**DIRECTIONS**
[a] Please retype the critical section walkthrough starting at "Without lock: Other" and ending at "character is wrong.".
[b] In the critical section walkthrough, what are the names of the three shared files that receive the intermediate values?

A critical section is a block of code that must run to completion without interruption from other processes. The demo's critical section has five phases. Here is what happens in each, and why locking matters.
The worker reads the shared counter to learn which cell to fill. It
computes three intermediate values (a, b, c) and writes them to
three shared files (work_a, work_b, work_c).
The values are chosen so that (a + b + c) % 16 equals the row number.
Specifically: a = row % 16, b = col % 16, c = (16 - b) % 16.
Because b + c is always a multiple of 16, the sum reduces to just a,
which is the row number. This identity only holds when all three values
come from the same worker at the same grid position.
With lock: The work files contain our values and only our values.
Without lock: Another worker may overwrite work_b or work_c
between our writes, replacing them with values from a different grid
position.
The counter is temporarily set to a random grid position. This models "computation in progress" — the kind of intermediate state that real systems produce during multi-step updates.
With lock: No other worker can read the counter while it holds this garbage value. They are blocked, waiting for the lock.
Without lock: Other workers read the poisoned counter, believe they are at the wrong grid position, and begin computing intermediates for that position. This is where the real damage starts — a single poisoned read cascades into incorrect writes across multiple work files.
The worker reads the three work files back.
With lock: It reads its own values from phase 1. The cancellation
b + c ≡ 0 (mod 16) holds. The computed character equals the row number.
Without lock: Some work files have been overwritten by workers that were misdirected in phase 2. The values come from different grid positions, the cancellation breaks, and the character is wrong.

Segmentation labeling items:
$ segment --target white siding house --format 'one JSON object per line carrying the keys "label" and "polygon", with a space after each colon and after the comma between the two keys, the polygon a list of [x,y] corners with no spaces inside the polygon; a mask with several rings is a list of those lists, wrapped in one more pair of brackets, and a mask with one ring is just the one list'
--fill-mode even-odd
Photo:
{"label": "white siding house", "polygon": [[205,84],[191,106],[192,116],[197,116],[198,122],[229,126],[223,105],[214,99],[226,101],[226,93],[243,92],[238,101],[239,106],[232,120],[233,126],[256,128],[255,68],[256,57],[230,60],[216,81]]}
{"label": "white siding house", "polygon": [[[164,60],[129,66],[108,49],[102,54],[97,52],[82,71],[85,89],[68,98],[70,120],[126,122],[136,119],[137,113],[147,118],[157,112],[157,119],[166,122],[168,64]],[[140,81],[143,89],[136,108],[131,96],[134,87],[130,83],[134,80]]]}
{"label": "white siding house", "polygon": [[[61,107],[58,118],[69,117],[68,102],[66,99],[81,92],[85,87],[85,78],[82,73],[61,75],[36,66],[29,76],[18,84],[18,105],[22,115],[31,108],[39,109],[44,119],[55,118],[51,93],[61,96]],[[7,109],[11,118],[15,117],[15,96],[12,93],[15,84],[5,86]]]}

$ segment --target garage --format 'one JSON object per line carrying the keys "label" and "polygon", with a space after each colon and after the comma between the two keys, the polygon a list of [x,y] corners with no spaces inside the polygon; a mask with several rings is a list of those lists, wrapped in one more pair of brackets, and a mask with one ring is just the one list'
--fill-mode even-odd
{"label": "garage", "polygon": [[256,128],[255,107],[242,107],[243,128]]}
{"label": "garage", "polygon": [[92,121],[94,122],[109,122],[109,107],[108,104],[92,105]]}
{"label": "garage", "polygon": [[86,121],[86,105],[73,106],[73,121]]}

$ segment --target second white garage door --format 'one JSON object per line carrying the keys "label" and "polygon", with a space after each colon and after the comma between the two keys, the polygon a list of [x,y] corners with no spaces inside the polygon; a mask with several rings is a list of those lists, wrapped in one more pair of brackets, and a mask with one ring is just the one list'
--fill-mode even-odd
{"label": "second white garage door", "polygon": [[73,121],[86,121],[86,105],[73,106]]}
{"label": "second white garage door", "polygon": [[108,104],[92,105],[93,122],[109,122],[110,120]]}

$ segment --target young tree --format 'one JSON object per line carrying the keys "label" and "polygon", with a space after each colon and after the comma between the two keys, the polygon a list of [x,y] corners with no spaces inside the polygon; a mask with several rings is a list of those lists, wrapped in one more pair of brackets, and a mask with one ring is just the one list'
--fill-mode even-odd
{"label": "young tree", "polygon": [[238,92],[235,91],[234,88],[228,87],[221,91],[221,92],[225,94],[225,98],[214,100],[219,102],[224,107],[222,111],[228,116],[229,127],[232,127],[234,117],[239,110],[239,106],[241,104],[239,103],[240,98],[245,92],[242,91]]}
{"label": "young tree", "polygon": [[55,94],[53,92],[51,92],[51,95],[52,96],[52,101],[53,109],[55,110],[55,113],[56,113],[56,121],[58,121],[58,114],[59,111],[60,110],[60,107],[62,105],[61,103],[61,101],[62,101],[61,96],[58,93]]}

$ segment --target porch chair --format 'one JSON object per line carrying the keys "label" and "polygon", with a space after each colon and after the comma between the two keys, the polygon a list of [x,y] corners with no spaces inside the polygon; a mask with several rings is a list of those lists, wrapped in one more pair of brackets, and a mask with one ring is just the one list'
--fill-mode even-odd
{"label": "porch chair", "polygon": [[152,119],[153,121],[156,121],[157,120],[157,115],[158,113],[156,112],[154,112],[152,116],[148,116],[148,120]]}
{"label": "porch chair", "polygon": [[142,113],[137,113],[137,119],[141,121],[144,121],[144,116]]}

==

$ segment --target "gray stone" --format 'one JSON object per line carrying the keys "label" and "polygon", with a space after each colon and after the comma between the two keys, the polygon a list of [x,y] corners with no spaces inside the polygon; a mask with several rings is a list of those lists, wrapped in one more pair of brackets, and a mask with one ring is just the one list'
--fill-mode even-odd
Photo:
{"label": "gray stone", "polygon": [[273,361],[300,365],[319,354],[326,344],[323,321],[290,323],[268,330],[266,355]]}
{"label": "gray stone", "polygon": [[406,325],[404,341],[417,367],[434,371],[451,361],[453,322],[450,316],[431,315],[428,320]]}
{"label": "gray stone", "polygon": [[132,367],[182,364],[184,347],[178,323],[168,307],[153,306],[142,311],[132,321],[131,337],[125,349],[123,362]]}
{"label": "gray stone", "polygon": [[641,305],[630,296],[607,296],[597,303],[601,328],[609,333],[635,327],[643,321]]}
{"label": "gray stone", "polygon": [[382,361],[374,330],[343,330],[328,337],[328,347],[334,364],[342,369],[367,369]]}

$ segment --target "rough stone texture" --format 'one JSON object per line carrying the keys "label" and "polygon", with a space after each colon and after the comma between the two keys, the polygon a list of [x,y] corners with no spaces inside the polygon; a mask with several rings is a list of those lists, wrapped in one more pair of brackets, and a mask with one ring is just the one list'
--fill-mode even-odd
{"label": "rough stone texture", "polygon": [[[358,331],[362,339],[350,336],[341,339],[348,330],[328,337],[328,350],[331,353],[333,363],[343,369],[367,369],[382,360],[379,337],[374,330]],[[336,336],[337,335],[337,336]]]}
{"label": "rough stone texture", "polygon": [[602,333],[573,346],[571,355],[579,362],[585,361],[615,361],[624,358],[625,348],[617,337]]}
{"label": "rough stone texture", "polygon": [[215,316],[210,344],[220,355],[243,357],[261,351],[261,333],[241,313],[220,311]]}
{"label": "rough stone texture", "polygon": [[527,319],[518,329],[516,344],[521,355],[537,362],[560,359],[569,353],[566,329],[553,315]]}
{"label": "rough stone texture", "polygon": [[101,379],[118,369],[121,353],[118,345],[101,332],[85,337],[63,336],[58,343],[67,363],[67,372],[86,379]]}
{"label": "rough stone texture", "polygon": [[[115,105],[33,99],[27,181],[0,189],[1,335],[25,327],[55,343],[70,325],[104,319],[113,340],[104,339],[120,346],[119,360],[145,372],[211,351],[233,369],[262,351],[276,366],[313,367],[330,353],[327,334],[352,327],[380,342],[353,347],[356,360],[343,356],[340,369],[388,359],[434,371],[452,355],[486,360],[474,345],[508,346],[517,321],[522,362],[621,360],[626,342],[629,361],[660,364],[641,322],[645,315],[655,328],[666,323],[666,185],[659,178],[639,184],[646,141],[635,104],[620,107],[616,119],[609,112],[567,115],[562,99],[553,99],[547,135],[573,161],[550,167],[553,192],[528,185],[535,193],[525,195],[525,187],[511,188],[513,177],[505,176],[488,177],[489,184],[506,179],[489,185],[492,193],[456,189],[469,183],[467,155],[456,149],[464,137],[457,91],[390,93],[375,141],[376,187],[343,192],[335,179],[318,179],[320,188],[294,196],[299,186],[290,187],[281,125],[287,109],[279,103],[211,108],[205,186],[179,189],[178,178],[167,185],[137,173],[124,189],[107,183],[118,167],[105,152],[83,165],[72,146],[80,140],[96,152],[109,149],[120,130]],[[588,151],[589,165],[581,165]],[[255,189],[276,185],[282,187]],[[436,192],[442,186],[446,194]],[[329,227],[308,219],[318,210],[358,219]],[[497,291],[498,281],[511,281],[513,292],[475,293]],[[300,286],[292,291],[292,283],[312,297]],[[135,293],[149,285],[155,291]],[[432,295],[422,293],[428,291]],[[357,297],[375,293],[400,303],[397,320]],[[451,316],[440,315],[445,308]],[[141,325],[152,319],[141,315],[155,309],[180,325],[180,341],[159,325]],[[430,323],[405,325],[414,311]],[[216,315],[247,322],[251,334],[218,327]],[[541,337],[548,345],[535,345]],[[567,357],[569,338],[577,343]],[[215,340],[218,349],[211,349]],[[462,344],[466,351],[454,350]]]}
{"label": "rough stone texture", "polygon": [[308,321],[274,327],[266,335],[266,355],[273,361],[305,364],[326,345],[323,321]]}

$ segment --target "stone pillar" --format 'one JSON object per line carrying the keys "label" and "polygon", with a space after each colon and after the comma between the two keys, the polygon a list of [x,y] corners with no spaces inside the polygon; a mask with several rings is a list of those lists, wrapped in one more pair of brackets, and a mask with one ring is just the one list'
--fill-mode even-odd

**TASK-BY-TASK RESULTS**
[a]
Without lock: Other workers read the poisoned counter, believe they are at the wrong grid position, and begin computing intermediates for that position. This is where the real damage starts — a single poisoned read cascades into incorrect writes across multiple work files.
The worker reads the three work files back.
With lock: It reads its own values from phase 1. The cancellation
b + c ≡ 0 (mod 16) holds. The computed character equals the row number.
Without lock: Some work files have been overwritten by workers that were misdirected in phase 2. The values come from different grid positions, the cancellation breaks, and the character is wrong.

[b] work_a, work_b, and work_c.